──────── Record excerpts

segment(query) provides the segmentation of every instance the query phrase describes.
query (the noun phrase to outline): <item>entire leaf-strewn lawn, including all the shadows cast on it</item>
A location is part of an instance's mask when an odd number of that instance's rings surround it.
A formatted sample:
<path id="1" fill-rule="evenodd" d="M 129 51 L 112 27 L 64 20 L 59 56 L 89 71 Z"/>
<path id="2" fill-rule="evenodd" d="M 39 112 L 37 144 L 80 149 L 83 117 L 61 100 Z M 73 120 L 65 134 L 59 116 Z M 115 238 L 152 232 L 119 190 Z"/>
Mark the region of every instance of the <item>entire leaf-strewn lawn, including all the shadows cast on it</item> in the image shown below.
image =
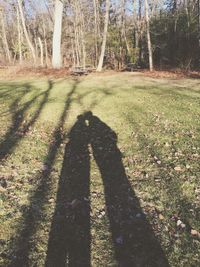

────────────────

- **What you have to do**
Reproduce each entry precisely; the pictures stay out.

- **Result of this task**
segment(query) provides the segmentation of every instance the query phrase describes.
query (the noun phrase to outline): <item>entire leaf-strewn lawn, including all the shadows cast on it</item>
A location is part of an instance's mask when an odd number of that instance's rings surround it.
A formatted sample:
<path id="1" fill-rule="evenodd" d="M 129 51 L 112 27 L 64 20 L 59 56 L 89 71 Z"/>
<path id="2" fill-rule="evenodd" d="M 39 112 L 37 144 L 80 149 L 83 117 L 61 100 Z M 73 120 L 65 134 L 59 116 Z M 115 238 L 152 232 L 119 190 Z"/>
Mark the region of every instance of the <item>entire leaf-strewn lawn, including all the shadows cast on it</item> in the image shown below.
image =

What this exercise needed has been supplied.